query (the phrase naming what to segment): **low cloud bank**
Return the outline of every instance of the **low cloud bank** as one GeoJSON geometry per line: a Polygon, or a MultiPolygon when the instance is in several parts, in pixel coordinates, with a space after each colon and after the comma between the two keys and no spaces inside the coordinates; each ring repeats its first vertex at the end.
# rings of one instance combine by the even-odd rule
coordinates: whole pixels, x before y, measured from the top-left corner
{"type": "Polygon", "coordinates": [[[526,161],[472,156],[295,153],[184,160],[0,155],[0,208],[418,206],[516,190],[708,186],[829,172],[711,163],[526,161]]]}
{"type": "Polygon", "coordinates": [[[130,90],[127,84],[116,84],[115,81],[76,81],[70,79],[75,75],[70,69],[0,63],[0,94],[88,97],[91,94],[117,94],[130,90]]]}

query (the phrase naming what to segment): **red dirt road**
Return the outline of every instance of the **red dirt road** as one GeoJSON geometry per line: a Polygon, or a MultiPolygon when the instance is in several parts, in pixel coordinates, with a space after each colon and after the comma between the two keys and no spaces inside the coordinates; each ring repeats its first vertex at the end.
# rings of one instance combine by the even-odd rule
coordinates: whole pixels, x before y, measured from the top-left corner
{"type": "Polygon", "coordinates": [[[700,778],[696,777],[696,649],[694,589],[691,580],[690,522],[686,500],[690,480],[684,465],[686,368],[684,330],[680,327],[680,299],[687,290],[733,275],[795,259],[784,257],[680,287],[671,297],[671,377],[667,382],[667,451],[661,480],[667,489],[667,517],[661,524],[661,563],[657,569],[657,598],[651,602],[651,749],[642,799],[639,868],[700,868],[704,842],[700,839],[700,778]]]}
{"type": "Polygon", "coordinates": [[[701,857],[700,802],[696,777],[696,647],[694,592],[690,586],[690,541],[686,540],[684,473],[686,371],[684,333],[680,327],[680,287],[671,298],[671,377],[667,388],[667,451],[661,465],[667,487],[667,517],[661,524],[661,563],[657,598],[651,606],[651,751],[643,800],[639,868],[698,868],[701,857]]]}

*Requirement:* Copy every line of the two entries above without changing a single character.

*Reply to the task:*
query (the phrase naming what to segment): **low cloud bank**
Return the outline of every instance of the **low cloud bank** as one GeoJSON geometry per line: a Polygon, or a MultiPolygon when the instance is in several parts, in pixel coordinates, with a space after each colon and after the comma between the two keys and no spaces inside the coordinates; each ring repeats its first vertex at the end.
# rings of one instance combine by the even-odd rule
coordinates: whole pixels, x before y, measured from the top-left corner
{"type": "Polygon", "coordinates": [[[526,161],[472,156],[295,153],[184,160],[0,155],[0,208],[418,206],[516,190],[708,186],[829,172],[711,163],[526,161]]]}
{"type": "Polygon", "coordinates": [[[130,90],[127,84],[116,84],[115,81],[76,81],[70,79],[75,75],[70,69],[0,63],[0,94],[88,97],[91,94],[117,94],[130,90]]]}

query (the phrase naming what to segment): **red dirt road**
Return the outline of every instance of the **red dirt road** as one GeoJSON geometry per line: a Polygon, or a MultiPolygon when the instance is in several parts, in pixel coordinates, with a space after each colon and after the comma between the two keys and no spaces inside the coordinates; each ring repeats its first vertex at the end.
# rings of one instance combine by the even-odd rule
coordinates: whole pixels, x before y, measured from the top-left corner
{"type": "Polygon", "coordinates": [[[700,778],[696,777],[696,649],[694,589],[691,580],[690,522],[686,500],[690,480],[684,465],[686,368],[684,330],[680,327],[680,299],[687,290],[733,275],[795,259],[784,257],[680,287],[671,297],[671,377],[667,382],[667,451],[661,480],[667,489],[667,517],[661,524],[661,563],[657,569],[657,598],[651,602],[651,749],[642,799],[639,868],[700,868],[704,842],[700,839],[700,778]]]}
{"type": "Polygon", "coordinates": [[[701,857],[700,802],[696,777],[696,647],[694,592],[690,586],[690,541],[686,540],[684,473],[686,371],[684,333],[680,327],[680,287],[671,298],[671,377],[667,388],[667,451],[661,465],[667,487],[667,517],[661,524],[661,563],[657,598],[651,606],[651,751],[643,800],[639,868],[698,868],[701,857]]]}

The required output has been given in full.